(Beginning of Records provided)

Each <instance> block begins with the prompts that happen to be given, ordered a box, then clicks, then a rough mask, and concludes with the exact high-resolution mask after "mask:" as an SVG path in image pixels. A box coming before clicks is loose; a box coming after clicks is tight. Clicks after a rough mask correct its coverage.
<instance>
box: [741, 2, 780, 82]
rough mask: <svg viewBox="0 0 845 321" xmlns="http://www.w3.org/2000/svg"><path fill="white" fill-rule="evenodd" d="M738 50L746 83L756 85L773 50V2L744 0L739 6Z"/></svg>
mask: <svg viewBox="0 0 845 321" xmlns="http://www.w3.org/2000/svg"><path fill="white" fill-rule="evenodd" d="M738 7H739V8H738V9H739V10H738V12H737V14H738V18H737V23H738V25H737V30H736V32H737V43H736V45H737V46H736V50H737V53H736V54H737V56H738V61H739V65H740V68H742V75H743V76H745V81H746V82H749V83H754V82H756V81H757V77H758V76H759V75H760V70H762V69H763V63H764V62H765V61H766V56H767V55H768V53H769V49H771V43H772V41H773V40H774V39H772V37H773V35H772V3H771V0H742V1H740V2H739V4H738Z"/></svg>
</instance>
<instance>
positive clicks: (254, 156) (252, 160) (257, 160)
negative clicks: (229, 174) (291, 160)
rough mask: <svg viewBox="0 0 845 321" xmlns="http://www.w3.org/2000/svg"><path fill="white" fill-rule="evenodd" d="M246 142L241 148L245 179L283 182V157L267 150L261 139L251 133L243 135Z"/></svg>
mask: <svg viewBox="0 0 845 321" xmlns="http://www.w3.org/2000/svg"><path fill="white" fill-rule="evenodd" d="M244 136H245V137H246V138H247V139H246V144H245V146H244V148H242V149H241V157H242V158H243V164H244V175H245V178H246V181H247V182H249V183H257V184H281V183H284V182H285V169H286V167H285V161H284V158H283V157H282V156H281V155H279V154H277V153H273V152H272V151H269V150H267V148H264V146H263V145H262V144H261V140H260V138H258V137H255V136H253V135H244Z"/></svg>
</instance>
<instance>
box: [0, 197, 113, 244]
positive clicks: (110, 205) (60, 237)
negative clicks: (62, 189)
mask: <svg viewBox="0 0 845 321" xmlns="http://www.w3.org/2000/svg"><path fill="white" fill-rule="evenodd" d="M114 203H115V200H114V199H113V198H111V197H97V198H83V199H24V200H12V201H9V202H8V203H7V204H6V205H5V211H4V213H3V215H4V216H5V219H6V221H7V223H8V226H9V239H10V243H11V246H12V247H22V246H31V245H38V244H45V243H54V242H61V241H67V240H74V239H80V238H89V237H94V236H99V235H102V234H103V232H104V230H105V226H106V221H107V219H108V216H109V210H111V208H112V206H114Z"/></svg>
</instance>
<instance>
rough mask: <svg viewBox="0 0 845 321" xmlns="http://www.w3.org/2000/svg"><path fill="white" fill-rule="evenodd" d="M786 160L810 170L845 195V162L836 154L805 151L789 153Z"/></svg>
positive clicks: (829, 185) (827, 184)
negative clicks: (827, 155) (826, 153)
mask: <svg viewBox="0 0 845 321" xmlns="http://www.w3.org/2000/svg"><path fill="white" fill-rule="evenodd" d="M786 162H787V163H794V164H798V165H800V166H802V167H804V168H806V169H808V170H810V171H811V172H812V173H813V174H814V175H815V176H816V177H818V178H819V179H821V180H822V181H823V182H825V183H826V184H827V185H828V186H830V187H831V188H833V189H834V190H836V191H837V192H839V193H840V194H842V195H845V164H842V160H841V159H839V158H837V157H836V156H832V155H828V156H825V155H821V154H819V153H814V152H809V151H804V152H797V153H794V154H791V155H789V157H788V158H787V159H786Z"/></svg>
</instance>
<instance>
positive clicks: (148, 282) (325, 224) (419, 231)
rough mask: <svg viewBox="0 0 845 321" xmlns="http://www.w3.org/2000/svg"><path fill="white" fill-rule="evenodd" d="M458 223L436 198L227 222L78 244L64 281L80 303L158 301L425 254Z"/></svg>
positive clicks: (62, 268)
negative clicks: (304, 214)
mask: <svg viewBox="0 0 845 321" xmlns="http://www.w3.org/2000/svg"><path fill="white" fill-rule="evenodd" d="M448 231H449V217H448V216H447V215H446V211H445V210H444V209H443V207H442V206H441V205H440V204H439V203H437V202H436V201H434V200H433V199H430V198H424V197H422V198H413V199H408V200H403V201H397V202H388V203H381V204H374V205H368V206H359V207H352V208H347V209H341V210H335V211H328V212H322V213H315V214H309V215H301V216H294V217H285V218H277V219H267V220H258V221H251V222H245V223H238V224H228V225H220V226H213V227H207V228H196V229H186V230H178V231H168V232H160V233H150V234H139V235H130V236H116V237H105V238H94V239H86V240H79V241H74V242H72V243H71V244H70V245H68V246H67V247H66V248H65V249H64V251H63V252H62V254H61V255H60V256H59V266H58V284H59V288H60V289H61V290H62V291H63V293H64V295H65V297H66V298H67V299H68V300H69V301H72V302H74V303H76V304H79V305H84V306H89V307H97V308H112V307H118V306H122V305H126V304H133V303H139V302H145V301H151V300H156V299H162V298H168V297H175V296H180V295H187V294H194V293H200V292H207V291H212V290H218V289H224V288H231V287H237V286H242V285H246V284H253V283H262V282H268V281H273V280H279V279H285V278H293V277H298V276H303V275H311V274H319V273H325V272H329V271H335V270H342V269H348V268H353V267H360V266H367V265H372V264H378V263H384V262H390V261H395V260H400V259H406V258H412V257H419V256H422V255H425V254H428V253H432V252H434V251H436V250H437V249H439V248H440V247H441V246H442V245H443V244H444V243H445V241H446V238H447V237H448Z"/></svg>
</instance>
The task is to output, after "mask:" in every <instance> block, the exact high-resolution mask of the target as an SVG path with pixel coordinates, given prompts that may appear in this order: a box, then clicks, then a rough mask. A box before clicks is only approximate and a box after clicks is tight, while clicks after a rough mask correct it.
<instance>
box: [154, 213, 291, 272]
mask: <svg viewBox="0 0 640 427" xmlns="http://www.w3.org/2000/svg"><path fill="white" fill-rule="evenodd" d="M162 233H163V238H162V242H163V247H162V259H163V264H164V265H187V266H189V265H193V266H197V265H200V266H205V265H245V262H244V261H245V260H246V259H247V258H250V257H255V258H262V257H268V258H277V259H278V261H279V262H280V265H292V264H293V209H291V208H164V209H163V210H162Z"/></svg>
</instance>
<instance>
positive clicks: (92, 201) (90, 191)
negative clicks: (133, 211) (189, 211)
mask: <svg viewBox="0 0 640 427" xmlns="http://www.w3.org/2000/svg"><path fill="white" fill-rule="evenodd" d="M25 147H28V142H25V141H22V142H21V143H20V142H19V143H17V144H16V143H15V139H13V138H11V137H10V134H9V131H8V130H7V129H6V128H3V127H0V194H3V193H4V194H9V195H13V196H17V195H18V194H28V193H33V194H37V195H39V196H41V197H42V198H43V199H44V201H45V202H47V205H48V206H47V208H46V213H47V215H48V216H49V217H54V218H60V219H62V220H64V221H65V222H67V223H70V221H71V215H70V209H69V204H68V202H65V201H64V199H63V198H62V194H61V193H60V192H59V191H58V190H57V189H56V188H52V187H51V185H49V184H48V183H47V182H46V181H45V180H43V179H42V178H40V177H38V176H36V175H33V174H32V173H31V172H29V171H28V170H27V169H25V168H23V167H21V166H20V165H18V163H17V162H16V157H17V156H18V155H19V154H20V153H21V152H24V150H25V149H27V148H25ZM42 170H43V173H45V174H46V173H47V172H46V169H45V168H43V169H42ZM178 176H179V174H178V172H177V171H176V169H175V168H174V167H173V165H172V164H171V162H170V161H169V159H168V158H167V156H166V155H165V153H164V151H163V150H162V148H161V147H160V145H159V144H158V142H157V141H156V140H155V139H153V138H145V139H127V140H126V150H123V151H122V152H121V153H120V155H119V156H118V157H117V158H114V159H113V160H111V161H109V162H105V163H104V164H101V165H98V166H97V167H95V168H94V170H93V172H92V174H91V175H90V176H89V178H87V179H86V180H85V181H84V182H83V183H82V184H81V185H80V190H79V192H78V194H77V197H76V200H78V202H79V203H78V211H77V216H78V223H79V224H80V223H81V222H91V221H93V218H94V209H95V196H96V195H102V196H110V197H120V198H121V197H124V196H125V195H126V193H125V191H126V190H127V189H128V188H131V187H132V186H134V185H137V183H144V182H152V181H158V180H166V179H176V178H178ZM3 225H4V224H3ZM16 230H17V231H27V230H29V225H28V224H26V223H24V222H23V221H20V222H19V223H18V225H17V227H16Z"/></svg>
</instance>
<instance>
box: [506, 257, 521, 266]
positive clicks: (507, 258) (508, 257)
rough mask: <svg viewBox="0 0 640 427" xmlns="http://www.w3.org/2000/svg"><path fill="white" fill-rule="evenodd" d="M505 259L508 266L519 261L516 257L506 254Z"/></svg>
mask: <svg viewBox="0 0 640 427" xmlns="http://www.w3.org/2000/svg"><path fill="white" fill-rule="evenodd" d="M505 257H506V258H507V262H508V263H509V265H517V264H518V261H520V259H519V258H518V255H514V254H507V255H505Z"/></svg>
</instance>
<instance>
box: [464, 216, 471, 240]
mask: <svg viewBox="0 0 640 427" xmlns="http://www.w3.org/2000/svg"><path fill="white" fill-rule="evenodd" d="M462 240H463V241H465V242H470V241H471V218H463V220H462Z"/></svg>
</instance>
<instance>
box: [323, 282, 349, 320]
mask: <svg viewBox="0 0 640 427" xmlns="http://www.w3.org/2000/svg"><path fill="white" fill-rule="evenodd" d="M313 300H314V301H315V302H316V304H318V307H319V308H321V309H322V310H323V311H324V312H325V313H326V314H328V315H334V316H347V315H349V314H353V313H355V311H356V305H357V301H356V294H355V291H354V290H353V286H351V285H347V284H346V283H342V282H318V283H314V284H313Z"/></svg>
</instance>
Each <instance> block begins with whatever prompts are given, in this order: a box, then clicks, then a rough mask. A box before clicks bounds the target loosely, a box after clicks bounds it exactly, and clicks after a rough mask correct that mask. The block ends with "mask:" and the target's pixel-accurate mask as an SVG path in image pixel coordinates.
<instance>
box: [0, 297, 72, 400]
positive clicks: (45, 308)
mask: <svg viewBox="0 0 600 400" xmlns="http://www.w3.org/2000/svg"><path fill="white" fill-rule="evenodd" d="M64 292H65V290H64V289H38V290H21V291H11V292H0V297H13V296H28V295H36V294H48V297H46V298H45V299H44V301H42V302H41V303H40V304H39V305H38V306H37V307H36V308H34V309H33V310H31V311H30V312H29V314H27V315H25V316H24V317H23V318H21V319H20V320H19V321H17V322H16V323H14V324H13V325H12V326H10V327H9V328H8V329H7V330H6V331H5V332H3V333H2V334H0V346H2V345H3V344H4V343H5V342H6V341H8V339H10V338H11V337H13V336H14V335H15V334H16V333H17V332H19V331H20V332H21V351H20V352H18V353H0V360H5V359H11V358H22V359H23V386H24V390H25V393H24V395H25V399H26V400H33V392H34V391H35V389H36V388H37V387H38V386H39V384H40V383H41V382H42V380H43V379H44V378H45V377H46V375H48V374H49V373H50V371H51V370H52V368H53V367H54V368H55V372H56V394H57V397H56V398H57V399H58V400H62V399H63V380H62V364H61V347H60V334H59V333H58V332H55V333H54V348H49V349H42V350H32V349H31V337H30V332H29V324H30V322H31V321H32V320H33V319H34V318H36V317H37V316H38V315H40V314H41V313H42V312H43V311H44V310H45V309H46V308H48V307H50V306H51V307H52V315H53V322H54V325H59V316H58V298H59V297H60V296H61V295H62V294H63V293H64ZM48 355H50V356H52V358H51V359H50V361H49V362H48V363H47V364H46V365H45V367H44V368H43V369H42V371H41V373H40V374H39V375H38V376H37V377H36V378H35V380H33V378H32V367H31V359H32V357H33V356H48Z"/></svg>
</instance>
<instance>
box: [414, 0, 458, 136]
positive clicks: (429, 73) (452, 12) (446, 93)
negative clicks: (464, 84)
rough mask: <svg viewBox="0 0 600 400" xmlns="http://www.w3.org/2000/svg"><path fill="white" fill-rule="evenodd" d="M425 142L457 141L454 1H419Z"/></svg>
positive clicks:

(End of Records provided)

Work task =>
Reproduce verbatim the part of the material that begins with its first line and ends with the line containing "box: [741, 2, 780, 82]", including both of those lines.

Response box =>
Each <instance> block begins with the prompts that happen to be given, ordered a box, then clicks, then a rough mask, and concludes with the exact high-resolution mask after "mask:" as an SVG path in image pixels. A box coming before clicks is loose; a box coming after clicks is tight. Clicks after a rough mask correct its coverage.
<instance>
box: [741, 2, 780, 82]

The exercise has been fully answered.